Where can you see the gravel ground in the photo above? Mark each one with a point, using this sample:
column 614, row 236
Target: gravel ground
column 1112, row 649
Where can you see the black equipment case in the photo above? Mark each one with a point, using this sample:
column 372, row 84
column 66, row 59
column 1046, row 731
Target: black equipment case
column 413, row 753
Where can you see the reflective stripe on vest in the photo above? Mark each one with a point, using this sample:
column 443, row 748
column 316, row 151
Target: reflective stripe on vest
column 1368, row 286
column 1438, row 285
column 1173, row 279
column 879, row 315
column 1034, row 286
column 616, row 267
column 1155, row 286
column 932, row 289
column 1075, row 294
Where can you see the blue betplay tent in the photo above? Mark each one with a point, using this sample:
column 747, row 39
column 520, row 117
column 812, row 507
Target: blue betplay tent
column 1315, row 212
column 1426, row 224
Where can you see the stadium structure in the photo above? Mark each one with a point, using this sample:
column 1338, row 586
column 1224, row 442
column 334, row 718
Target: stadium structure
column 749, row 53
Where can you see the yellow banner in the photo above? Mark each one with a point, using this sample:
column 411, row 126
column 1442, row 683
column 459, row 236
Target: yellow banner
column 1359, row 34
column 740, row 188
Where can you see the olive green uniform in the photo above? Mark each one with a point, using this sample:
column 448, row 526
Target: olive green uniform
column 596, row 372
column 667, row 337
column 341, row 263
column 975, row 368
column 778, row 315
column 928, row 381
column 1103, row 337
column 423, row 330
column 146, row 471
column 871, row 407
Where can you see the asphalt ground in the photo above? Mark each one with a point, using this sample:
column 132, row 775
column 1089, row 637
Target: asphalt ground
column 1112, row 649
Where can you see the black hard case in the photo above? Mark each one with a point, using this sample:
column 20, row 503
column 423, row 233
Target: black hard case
━━━━━━━━
→ **What the task requires**
Could you state how many lines above include the word "each"? Reply with that number alone.

→ **Answer box**
9